*Input*
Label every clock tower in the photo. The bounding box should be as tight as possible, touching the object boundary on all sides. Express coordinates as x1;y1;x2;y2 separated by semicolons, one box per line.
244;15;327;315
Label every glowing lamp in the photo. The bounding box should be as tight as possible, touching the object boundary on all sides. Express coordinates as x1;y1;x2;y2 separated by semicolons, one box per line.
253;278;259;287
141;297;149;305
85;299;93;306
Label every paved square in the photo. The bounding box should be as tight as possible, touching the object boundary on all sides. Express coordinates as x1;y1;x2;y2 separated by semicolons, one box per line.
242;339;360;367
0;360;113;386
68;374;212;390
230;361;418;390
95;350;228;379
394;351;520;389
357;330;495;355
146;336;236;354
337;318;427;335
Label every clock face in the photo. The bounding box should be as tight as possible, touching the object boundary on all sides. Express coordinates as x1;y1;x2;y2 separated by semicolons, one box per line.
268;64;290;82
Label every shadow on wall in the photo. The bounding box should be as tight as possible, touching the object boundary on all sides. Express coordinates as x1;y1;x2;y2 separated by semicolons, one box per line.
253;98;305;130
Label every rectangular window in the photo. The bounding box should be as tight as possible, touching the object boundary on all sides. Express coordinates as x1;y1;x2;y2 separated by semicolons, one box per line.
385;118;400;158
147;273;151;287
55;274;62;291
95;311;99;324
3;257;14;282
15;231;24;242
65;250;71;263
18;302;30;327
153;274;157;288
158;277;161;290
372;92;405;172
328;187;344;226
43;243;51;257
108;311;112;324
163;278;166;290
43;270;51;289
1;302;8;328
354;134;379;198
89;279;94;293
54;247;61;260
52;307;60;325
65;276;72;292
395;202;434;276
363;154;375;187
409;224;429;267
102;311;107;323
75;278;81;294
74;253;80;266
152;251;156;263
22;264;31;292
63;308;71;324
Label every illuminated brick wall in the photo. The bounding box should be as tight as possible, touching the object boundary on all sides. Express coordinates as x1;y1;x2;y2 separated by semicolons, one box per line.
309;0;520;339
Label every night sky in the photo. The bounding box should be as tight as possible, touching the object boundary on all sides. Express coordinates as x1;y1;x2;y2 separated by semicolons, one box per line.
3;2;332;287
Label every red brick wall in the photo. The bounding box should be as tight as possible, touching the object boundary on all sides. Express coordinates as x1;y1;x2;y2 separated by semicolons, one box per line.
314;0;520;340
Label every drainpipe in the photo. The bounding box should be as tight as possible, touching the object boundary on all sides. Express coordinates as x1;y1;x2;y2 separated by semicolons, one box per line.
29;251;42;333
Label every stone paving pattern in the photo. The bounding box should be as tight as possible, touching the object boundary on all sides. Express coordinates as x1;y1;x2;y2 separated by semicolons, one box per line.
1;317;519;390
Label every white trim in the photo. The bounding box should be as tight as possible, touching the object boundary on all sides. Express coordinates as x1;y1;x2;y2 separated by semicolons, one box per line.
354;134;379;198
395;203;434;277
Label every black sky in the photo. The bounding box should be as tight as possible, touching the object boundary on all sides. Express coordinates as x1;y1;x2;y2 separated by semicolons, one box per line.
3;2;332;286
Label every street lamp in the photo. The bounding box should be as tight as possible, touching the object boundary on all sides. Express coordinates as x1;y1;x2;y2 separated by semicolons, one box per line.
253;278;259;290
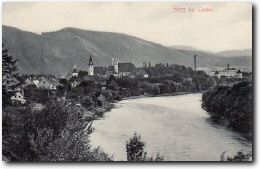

*Aim of the task*
What is needed is a word-for-word copy of the lines from the one containing "Label every night" through the final line of the records above, both included, with the pictures left out.

*Answer box*
Label every night sky in the photo. The bounding box should be as tight as possible, touching the object boundary on all sides. Express coordinates as x1;y1;x2;y2 separated by semicolons, one box per line.
3;2;332;287
Label every red brick wall in the photo. The bounding box should be as tight as possible, touching the object boundary on all sides. Express coordinates as x1;y1;x2;y2 separated by semicolons, one box per line.
314;0;520;340
Label every drainpipe in the photo. The bounding box should be as tight as possible, touching the object boundary on all sides. Express coordinates as x1;y1;x2;y2 separated by semicolons, one box per line.
29;251;42;333
Label every stone paving pattern in the photo. The bounding box should be as tight as possible, touching the object boundary on all sides. Express coordinates as x1;y1;x2;y2 separated by semicolons, one box per line.
1;317;519;390
Label every white trim in the photo. The bounding box should be as tight as possible, touching the object boundary on all sides. Express coordinates as x1;y1;x2;y2 separated by semicolons, one box per line.
354;134;379;198
395;203;434;277
Label every black sky in the photo. The bounding box should be as tight as possible, touching the object boundary on all sides. Express coordinates as x1;y1;x2;y2 separated by semicolons, one box per line.
3;2;332;286
Label every street lamp in the photo. The bounding box should be as tight as possible, touching the object boundary on all sides. Express coordinates as x1;y1;x2;y2 separated by semicolons, one box per line.
253;278;259;290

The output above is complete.